_Saved entries_:
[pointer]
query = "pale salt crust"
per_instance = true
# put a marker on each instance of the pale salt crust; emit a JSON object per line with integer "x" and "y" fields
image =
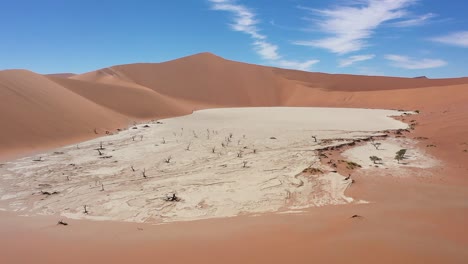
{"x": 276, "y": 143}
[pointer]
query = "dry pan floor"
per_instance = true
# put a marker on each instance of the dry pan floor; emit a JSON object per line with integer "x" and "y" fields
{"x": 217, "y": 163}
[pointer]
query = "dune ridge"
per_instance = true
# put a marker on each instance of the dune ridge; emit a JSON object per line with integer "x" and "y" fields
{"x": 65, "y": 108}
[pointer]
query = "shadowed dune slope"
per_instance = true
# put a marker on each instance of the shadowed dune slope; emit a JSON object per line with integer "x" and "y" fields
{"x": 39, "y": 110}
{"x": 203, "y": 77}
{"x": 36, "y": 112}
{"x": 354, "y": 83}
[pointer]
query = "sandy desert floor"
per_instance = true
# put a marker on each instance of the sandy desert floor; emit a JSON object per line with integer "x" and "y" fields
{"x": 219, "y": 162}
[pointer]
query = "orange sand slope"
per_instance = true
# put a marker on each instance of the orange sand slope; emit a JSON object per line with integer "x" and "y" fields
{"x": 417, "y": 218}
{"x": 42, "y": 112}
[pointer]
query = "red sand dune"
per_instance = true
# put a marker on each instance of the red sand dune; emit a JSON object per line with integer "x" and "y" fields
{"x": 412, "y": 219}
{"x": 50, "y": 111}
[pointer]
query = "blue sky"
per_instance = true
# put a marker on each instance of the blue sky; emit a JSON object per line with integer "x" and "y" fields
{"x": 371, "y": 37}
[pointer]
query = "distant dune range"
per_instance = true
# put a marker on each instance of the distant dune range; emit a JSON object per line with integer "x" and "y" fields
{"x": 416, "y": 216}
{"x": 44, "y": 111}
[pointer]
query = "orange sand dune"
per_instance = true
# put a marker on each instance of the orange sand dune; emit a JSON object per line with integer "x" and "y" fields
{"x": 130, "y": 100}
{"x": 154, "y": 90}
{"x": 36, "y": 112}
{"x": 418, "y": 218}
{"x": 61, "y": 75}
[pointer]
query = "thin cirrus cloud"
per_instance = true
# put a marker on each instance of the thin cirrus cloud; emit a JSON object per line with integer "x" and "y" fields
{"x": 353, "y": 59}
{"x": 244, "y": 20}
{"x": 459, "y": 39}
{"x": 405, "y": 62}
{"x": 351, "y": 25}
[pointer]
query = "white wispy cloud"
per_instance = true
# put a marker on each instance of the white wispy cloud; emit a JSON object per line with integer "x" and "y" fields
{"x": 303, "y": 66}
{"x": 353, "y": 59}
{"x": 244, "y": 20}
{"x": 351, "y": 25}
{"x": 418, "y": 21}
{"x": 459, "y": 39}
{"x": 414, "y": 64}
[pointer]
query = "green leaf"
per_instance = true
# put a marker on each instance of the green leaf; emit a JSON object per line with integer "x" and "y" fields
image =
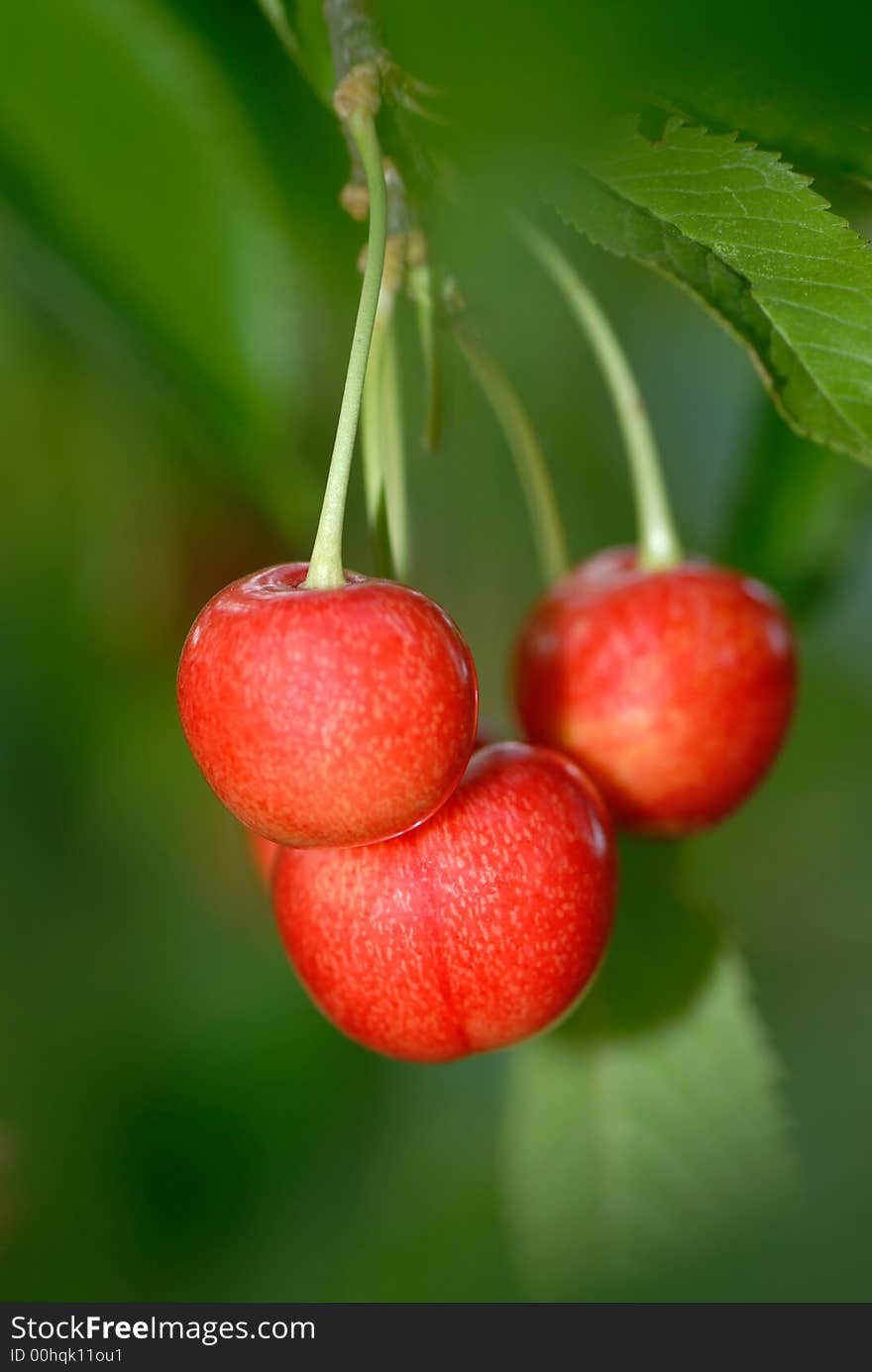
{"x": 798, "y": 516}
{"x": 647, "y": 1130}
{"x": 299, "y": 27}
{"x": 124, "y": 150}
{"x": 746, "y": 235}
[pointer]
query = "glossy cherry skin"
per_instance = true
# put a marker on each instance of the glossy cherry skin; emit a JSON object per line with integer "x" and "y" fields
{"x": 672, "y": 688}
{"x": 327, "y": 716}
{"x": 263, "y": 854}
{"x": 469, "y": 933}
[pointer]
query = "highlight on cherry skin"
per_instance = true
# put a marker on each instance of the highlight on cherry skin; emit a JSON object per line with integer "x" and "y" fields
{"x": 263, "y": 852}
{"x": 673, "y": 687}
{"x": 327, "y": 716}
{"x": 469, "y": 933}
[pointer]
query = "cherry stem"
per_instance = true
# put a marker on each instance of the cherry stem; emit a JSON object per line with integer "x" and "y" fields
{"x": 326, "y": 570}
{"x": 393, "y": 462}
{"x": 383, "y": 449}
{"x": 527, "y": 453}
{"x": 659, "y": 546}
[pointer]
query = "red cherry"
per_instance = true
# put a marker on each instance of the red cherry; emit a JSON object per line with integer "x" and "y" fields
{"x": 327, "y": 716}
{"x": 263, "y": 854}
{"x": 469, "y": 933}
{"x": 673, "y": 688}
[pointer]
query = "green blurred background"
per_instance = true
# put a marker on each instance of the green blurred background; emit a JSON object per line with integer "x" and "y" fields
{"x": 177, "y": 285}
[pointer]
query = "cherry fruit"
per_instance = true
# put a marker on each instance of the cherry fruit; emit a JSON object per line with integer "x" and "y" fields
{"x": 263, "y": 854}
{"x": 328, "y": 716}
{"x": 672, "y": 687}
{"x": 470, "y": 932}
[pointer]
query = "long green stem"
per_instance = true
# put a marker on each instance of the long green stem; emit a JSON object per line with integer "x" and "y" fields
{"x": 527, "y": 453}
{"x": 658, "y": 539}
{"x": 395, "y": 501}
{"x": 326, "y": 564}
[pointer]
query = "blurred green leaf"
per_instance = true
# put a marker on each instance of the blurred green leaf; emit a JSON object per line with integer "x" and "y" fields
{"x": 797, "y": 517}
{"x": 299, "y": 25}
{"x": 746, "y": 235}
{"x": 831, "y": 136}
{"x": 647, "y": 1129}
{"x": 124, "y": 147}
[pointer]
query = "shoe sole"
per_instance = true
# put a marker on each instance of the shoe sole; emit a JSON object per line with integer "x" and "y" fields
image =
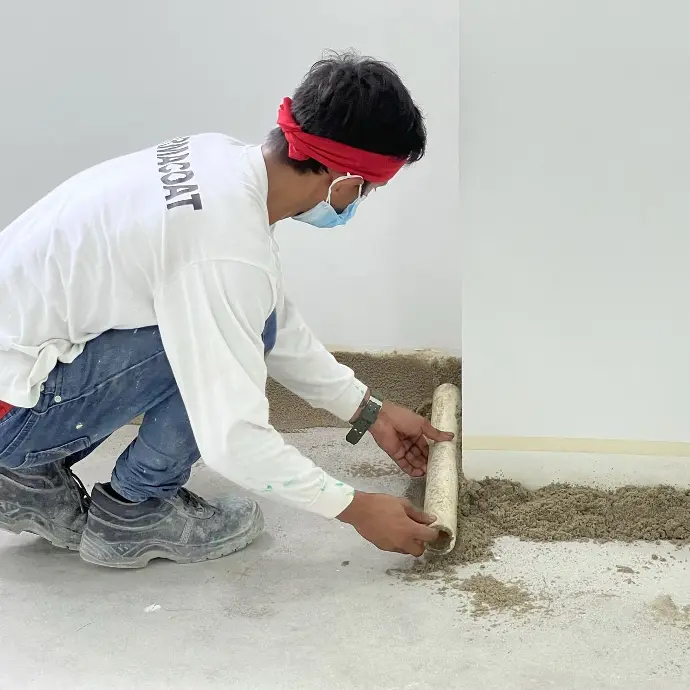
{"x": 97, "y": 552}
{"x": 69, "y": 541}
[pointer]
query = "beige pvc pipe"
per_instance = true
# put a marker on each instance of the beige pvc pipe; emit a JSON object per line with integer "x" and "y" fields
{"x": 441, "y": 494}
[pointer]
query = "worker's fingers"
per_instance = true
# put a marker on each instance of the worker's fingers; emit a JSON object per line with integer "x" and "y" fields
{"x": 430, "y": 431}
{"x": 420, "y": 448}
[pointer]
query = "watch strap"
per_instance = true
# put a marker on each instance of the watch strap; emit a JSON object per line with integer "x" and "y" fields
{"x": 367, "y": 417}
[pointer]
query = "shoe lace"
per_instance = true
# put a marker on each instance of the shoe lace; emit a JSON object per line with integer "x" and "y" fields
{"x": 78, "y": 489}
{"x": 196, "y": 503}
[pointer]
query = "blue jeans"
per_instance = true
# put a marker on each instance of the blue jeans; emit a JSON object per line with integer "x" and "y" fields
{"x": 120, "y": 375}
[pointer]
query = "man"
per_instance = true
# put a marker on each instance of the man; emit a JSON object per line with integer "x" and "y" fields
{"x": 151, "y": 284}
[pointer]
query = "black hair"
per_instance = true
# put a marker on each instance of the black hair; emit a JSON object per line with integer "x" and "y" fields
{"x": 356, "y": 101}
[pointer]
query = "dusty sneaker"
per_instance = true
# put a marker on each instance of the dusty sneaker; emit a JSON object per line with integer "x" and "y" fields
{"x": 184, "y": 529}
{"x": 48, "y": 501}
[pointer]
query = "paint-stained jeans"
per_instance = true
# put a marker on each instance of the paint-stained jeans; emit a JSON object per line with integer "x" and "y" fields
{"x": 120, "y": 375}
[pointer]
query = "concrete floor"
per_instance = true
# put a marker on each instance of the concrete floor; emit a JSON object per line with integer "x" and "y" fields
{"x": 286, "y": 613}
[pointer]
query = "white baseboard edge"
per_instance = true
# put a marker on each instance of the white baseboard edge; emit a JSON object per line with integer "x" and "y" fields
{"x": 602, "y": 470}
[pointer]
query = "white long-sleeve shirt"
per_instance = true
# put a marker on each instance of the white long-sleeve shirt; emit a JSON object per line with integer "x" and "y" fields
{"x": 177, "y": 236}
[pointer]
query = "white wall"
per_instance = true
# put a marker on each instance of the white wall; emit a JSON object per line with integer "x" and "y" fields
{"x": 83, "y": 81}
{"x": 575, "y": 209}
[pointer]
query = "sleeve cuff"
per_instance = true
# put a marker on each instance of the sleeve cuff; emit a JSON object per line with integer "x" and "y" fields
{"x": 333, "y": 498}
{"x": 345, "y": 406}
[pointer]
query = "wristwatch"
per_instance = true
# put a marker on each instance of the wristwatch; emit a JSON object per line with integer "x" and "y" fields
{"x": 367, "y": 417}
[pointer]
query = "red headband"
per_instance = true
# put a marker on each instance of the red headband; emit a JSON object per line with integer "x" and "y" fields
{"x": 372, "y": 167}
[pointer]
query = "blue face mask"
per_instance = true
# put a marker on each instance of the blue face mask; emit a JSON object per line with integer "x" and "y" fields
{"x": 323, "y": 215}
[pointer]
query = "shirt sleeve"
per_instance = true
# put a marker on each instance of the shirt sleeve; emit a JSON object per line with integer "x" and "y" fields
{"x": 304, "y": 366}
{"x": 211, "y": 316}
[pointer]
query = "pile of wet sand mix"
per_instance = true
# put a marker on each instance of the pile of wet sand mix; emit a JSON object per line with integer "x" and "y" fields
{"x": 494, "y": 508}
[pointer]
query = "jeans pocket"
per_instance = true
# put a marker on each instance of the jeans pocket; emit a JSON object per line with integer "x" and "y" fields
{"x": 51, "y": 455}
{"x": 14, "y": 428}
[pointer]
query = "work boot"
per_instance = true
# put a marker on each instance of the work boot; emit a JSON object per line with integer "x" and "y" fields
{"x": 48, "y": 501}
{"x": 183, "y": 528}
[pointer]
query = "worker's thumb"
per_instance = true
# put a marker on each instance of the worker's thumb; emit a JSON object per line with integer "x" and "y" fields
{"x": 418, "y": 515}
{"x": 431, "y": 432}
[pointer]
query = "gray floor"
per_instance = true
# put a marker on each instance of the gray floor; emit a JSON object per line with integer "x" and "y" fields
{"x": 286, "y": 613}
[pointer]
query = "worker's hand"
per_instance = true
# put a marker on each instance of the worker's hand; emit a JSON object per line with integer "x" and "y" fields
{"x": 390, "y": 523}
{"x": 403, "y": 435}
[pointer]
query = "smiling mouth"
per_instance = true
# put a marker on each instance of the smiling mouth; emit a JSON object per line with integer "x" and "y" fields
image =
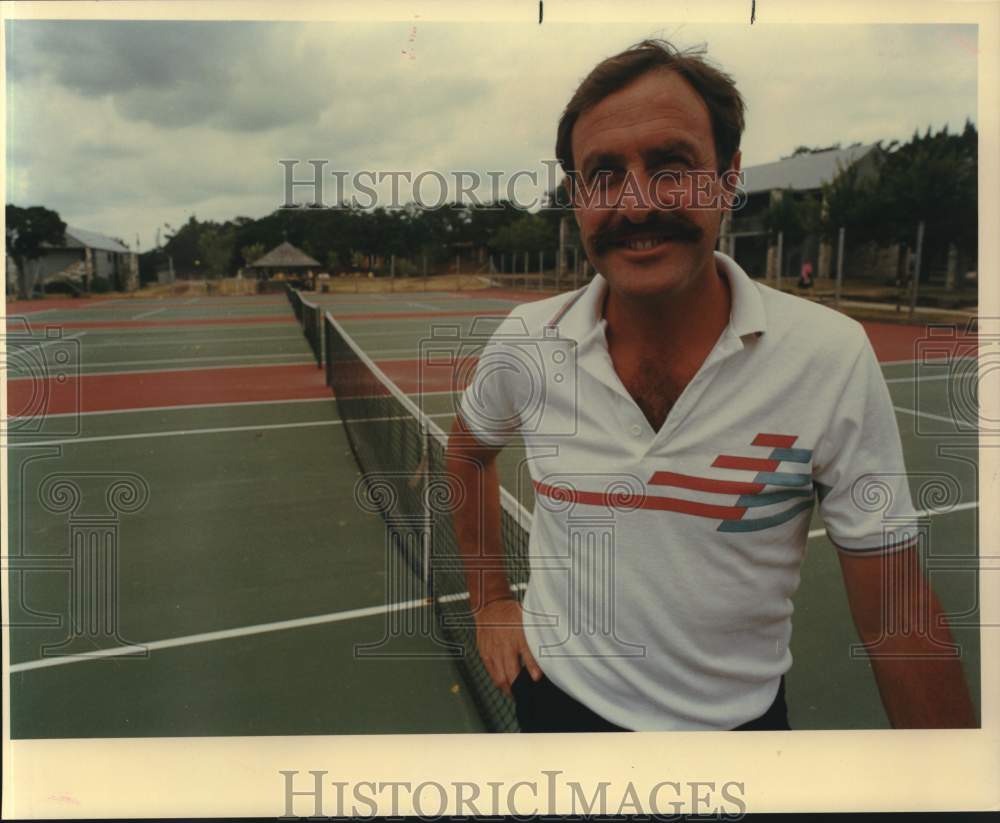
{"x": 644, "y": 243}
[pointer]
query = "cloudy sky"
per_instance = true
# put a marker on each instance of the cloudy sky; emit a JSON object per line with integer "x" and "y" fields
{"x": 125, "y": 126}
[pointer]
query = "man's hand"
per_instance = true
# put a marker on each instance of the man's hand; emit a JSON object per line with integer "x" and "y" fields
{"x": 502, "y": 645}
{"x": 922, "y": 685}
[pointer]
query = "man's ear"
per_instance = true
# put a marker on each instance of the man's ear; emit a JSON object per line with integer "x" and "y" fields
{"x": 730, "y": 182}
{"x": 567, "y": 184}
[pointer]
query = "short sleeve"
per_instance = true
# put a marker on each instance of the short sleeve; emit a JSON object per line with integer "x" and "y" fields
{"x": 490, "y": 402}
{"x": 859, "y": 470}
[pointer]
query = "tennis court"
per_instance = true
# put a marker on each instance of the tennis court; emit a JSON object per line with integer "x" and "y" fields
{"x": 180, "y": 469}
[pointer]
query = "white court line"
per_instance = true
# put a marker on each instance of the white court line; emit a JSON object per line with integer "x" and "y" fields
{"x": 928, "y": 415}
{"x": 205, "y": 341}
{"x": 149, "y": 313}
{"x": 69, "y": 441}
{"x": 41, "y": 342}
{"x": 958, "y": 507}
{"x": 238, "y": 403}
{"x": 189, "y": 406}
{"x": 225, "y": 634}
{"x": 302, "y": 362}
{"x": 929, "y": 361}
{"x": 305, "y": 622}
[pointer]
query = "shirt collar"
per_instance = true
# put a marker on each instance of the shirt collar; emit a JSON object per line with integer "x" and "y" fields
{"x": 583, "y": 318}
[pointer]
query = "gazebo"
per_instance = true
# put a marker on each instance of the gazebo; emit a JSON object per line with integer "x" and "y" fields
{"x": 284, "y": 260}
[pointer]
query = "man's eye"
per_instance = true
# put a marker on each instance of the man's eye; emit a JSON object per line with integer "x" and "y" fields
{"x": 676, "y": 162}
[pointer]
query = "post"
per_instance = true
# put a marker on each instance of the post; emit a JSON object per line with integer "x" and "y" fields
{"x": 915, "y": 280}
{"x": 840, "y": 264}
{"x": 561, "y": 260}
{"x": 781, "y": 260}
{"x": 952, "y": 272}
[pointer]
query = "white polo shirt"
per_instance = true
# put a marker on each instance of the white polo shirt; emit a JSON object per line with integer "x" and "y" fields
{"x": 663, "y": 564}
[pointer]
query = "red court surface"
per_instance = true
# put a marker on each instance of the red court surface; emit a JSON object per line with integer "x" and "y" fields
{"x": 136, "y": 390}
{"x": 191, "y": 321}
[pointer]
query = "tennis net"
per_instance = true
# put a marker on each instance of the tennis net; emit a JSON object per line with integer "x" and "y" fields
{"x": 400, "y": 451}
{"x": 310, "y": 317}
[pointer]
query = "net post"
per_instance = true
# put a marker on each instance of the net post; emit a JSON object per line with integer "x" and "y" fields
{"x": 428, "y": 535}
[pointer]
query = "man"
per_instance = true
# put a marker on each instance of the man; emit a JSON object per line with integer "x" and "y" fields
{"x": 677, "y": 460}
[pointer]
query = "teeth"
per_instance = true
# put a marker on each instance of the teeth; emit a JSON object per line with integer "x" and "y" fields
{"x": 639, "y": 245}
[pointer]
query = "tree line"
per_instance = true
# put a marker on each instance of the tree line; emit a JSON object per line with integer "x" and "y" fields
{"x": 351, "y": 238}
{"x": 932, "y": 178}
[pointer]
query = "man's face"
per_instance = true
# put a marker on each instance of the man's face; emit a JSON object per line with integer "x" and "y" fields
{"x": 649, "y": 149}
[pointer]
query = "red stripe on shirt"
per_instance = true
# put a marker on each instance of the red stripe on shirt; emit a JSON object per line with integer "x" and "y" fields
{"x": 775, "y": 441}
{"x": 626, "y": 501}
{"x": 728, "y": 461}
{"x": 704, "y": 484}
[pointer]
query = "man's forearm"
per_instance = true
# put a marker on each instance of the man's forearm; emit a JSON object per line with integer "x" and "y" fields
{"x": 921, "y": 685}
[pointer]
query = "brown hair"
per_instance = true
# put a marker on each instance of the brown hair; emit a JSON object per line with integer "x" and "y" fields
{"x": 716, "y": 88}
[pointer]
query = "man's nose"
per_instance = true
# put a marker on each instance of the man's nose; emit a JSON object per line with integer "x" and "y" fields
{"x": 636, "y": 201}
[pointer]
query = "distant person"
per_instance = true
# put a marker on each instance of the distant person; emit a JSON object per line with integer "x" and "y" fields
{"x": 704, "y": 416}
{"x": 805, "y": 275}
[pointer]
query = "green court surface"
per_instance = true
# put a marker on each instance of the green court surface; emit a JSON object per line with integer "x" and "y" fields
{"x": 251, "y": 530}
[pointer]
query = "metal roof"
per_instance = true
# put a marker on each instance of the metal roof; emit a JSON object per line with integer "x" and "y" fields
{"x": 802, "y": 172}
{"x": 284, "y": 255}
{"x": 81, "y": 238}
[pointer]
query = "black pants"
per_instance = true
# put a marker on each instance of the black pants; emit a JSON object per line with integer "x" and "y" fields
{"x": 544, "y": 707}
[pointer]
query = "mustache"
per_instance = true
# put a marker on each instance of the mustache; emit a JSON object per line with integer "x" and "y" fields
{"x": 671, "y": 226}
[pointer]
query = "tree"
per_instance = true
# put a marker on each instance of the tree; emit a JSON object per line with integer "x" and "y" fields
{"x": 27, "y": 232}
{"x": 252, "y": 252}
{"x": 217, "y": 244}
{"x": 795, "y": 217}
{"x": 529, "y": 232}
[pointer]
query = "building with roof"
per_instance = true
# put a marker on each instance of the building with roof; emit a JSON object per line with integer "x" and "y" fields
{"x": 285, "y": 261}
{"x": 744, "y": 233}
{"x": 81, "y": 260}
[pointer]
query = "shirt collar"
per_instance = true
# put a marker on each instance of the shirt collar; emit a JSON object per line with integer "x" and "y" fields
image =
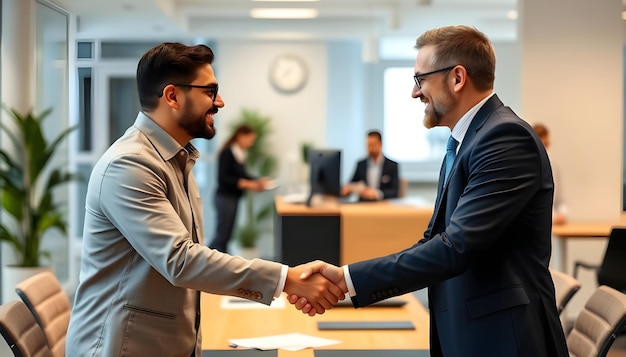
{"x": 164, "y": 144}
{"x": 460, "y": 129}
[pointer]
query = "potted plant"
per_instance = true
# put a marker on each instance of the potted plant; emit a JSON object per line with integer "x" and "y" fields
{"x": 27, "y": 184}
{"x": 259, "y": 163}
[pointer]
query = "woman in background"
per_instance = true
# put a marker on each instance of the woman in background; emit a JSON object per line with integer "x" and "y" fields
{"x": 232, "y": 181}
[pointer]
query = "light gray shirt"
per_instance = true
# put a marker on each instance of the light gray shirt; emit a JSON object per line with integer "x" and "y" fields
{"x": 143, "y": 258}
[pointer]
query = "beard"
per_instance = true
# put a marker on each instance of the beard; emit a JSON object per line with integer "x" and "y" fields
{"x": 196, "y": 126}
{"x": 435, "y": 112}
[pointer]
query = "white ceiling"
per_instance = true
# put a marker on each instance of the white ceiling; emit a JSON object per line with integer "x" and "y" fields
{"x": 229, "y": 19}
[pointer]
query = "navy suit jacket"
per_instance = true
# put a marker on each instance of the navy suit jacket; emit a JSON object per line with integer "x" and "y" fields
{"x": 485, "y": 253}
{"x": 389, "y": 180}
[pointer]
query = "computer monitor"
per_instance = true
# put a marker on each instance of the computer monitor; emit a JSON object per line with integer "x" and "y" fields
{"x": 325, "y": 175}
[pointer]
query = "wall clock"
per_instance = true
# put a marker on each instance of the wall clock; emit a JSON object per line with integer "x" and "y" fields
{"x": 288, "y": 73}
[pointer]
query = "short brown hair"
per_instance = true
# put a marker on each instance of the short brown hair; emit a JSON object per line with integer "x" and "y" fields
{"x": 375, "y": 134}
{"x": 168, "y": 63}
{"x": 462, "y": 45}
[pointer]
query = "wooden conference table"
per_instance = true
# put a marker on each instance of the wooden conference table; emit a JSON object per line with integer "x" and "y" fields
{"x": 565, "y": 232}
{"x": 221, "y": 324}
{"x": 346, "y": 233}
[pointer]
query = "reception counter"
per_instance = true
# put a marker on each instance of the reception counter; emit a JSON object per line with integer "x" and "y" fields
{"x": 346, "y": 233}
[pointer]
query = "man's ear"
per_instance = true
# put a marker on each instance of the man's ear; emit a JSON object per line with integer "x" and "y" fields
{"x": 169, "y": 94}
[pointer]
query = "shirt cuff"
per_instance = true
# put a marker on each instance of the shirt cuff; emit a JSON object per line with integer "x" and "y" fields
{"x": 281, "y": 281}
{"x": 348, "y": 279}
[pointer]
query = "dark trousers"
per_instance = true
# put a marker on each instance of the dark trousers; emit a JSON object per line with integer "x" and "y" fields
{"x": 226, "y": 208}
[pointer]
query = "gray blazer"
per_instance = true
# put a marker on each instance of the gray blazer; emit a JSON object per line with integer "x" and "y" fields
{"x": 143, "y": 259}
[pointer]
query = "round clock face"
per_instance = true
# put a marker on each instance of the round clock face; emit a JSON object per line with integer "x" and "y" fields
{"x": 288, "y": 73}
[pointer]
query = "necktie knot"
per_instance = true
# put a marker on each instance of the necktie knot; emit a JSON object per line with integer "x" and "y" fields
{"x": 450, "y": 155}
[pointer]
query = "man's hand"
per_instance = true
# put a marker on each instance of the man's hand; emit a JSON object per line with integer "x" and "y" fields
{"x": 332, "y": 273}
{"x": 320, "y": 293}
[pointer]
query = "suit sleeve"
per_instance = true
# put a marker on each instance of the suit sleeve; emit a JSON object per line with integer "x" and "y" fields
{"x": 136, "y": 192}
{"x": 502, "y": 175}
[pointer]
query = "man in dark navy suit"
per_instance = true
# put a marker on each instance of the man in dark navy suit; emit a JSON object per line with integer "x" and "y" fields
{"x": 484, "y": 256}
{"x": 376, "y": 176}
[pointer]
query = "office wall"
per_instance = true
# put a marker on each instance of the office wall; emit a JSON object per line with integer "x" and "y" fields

_ACTIVITY_: Within the records above, determine the number of lines that hold the word "sole" and return only that value.

_WRITTEN ANSWER_: 2